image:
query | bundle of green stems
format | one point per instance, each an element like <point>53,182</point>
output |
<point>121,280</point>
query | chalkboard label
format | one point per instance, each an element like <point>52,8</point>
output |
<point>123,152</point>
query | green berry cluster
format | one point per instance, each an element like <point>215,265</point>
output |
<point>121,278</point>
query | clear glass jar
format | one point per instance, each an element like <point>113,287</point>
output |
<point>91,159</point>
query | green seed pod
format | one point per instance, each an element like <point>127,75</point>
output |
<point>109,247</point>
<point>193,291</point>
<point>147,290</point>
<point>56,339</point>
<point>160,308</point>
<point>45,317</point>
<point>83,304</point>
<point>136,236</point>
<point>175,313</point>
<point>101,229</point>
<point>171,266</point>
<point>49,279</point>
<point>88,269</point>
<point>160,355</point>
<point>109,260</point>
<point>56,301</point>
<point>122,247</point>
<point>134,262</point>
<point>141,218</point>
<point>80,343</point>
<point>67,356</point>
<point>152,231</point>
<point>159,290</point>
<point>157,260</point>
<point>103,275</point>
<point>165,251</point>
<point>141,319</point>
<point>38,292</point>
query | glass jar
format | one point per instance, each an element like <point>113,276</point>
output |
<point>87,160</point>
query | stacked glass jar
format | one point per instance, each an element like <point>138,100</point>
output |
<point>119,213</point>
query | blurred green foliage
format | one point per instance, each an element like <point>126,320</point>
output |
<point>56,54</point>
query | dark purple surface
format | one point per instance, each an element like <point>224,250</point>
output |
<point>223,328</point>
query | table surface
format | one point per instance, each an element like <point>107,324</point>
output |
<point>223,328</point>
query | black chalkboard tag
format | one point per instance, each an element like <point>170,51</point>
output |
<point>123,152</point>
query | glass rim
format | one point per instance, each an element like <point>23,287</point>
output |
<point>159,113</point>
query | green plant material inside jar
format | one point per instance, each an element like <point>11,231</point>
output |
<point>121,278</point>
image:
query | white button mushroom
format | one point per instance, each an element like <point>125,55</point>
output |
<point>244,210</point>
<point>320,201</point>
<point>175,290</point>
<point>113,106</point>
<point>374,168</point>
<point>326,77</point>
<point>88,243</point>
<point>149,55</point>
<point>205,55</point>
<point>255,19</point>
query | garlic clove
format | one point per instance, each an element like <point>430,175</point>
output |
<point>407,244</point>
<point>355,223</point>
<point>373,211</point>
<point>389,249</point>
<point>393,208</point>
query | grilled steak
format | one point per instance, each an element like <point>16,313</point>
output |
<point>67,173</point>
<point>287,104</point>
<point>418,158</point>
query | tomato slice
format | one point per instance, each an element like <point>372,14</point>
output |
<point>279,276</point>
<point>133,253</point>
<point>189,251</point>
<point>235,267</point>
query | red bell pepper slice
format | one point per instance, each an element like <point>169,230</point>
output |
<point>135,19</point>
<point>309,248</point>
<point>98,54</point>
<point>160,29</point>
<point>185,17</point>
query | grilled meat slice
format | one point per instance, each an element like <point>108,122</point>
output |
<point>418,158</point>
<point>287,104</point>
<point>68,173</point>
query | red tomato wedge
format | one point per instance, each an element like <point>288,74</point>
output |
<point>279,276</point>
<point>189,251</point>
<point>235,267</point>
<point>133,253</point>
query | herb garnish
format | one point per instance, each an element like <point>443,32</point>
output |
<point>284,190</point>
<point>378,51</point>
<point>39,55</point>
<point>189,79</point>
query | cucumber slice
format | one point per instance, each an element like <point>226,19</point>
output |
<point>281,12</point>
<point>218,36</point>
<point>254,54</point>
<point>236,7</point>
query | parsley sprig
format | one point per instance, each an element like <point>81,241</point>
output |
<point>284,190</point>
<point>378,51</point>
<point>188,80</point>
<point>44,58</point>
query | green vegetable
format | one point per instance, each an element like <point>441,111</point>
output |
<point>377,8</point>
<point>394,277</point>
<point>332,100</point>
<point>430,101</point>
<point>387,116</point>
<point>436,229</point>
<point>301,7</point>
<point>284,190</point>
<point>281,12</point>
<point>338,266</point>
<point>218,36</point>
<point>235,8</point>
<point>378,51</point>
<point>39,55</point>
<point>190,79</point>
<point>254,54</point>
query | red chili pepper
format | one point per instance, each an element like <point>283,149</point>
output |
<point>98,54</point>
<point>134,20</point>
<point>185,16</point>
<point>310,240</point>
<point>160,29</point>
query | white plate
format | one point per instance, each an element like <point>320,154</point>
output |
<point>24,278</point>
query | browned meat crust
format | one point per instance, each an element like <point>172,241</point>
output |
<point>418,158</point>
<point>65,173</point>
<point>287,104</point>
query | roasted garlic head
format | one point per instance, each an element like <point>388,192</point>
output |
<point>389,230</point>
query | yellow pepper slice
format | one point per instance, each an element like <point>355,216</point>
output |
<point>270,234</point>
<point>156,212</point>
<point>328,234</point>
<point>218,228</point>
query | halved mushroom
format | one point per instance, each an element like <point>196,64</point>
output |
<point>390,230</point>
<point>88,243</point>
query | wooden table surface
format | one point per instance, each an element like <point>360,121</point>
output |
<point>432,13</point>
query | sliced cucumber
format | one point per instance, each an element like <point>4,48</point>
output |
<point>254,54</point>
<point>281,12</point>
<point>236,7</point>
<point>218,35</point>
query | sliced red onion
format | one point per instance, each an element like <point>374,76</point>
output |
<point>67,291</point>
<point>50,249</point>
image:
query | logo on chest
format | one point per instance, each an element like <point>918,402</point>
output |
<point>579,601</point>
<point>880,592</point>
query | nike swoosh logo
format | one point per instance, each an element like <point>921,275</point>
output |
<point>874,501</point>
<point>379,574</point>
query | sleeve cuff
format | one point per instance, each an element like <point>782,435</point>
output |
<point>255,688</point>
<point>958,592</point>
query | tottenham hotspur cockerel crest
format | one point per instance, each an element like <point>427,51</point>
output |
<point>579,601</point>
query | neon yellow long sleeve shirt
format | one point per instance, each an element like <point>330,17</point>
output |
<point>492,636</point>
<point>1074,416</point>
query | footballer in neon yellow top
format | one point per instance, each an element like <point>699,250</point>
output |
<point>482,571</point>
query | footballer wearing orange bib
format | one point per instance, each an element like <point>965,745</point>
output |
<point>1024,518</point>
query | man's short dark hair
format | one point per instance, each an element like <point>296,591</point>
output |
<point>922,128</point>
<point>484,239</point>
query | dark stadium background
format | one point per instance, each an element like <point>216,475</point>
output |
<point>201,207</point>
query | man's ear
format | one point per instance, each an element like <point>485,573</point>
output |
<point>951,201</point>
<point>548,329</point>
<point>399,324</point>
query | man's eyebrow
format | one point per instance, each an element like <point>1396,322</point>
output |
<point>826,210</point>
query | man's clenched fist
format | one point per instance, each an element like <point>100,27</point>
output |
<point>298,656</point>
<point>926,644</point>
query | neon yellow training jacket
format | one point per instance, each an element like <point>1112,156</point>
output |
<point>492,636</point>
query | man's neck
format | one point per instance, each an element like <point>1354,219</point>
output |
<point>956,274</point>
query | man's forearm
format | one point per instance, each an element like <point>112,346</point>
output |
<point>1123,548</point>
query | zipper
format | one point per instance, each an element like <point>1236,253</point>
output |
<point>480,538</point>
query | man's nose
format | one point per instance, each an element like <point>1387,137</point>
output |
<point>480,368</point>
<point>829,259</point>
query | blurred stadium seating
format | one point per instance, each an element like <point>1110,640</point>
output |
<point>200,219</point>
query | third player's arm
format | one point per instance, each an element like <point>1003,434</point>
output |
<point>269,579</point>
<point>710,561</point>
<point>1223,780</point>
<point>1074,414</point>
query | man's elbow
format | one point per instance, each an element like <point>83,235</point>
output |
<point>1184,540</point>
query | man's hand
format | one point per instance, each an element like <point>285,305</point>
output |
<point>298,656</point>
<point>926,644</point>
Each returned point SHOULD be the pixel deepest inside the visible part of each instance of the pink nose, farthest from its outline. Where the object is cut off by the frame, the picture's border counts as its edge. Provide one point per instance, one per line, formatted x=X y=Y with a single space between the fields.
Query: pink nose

Your objective:
Give the count of lines that hold the word "pink" in the listing above, with no other text.

Your solution:
2